:: Source records ::
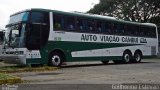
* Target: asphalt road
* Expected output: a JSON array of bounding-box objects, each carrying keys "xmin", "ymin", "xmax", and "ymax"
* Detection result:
[
  {"xmin": 3, "ymin": 59, "xmax": 160, "ymax": 90},
  {"xmin": 11, "ymin": 59, "xmax": 160, "ymax": 84}
]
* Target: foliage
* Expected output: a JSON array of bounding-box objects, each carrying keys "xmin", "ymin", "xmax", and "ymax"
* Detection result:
[{"xmin": 88, "ymin": 0, "xmax": 160, "ymax": 25}]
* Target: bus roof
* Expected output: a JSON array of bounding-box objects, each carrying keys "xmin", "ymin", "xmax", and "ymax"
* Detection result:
[{"xmin": 11, "ymin": 8, "xmax": 156, "ymax": 27}]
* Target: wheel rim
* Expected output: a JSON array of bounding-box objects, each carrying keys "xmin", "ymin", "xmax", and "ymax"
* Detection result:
[
  {"xmin": 135, "ymin": 54, "xmax": 141, "ymax": 62},
  {"xmin": 124, "ymin": 54, "xmax": 130, "ymax": 62},
  {"xmin": 52, "ymin": 55, "xmax": 61, "ymax": 66}
]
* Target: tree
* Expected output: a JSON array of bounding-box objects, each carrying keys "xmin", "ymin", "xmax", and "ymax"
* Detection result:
[{"xmin": 88, "ymin": 0, "xmax": 160, "ymax": 24}]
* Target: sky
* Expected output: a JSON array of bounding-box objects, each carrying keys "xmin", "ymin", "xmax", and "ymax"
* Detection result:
[{"xmin": 0, "ymin": 0, "xmax": 99, "ymax": 29}]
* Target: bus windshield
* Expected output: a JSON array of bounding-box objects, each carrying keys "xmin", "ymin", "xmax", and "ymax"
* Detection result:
[
  {"xmin": 5, "ymin": 12, "xmax": 29, "ymax": 48},
  {"xmin": 5, "ymin": 24, "xmax": 21, "ymax": 47},
  {"xmin": 9, "ymin": 12, "xmax": 29, "ymax": 24}
]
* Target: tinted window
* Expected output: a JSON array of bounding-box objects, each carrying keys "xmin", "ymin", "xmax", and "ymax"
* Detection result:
[
  {"xmin": 30, "ymin": 12, "xmax": 49, "ymax": 23},
  {"xmin": 65, "ymin": 17, "xmax": 75, "ymax": 30},
  {"xmin": 76, "ymin": 18, "xmax": 85, "ymax": 31},
  {"xmin": 53, "ymin": 15, "xmax": 64, "ymax": 29}
]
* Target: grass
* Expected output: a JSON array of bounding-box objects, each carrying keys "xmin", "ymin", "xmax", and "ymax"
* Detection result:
[{"xmin": 0, "ymin": 73, "xmax": 22, "ymax": 85}]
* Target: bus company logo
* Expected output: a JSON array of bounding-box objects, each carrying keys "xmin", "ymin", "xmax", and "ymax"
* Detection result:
[
  {"xmin": 81, "ymin": 34, "xmax": 138, "ymax": 43},
  {"xmin": 140, "ymin": 38, "xmax": 147, "ymax": 43}
]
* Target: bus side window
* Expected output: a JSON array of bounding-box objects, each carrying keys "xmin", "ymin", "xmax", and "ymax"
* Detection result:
[
  {"xmin": 65, "ymin": 17, "xmax": 75, "ymax": 30},
  {"xmin": 96, "ymin": 21, "xmax": 102, "ymax": 32},
  {"xmin": 53, "ymin": 15, "xmax": 63, "ymax": 30},
  {"xmin": 149, "ymin": 27, "xmax": 156, "ymax": 38},
  {"xmin": 102, "ymin": 22, "xmax": 111, "ymax": 33}
]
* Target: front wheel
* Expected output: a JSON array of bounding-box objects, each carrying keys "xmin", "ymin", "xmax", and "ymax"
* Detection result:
[
  {"xmin": 49, "ymin": 52, "xmax": 64, "ymax": 67},
  {"xmin": 123, "ymin": 52, "xmax": 132, "ymax": 63},
  {"xmin": 101, "ymin": 61, "xmax": 109, "ymax": 64}
]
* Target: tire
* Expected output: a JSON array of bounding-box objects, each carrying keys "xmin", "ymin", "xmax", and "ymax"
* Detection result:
[
  {"xmin": 123, "ymin": 51, "xmax": 132, "ymax": 63},
  {"xmin": 113, "ymin": 60, "xmax": 123, "ymax": 64},
  {"xmin": 134, "ymin": 52, "xmax": 142, "ymax": 63},
  {"xmin": 101, "ymin": 60, "xmax": 109, "ymax": 64},
  {"xmin": 49, "ymin": 52, "xmax": 64, "ymax": 67}
]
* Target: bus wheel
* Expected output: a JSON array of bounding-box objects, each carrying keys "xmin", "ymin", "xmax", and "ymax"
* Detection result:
[
  {"xmin": 113, "ymin": 60, "xmax": 123, "ymax": 64},
  {"xmin": 49, "ymin": 52, "xmax": 64, "ymax": 67},
  {"xmin": 123, "ymin": 51, "xmax": 131, "ymax": 63},
  {"xmin": 101, "ymin": 60, "xmax": 109, "ymax": 64},
  {"xmin": 134, "ymin": 52, "xmax": 142, "ymax": 62}
]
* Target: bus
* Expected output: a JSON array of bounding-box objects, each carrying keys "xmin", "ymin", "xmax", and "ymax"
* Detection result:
[
  {"xmin": 0, "ymin": 29, "xmax": 5, "ymax": 61},
  {"xmin": 3, "ymin": 8, "xmax": 158, "ymax": 66}
]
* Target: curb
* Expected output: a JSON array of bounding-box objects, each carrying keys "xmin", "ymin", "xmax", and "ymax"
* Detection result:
[
  {"xmin": 0, "ymin": 67, "xmax": 59, "ymax": 73},
  {"xmin": 0, "ymin": 74, "xmax": 22, "ymax": 85}
]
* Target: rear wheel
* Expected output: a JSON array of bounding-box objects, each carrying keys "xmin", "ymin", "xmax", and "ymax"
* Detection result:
[
  {"xmin": 101, "ymin": 61, "xmax": 109, "ymax": 64},
  {"xmin": 134, "ymin": 52, "xmax": 142, "ymax": 62},
  {"xmin": 113, "ymin": 60, "xmax": 123, "ymax": 64},
  {"xmin": 49, "ymin": 52, "xmax": 64, "ymax": 67}
]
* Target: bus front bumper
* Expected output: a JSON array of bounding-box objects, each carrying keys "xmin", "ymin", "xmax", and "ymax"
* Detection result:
[{"xmin": 1, "ymin": 54, "xmax": 26, "ymax": 65}]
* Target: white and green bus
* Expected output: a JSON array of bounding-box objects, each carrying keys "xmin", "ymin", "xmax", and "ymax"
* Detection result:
[{"xmin": 3, "ymin": 9, "xmax": 158, "ymax": 66}]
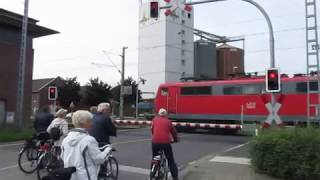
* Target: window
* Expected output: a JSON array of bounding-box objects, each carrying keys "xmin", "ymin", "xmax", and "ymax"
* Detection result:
:::
■ Exercise goal
List every line of the items above that contains the string "front", matching case exactly.

■ Answer for the task
* Target: front wheel
* Target: bus front bumper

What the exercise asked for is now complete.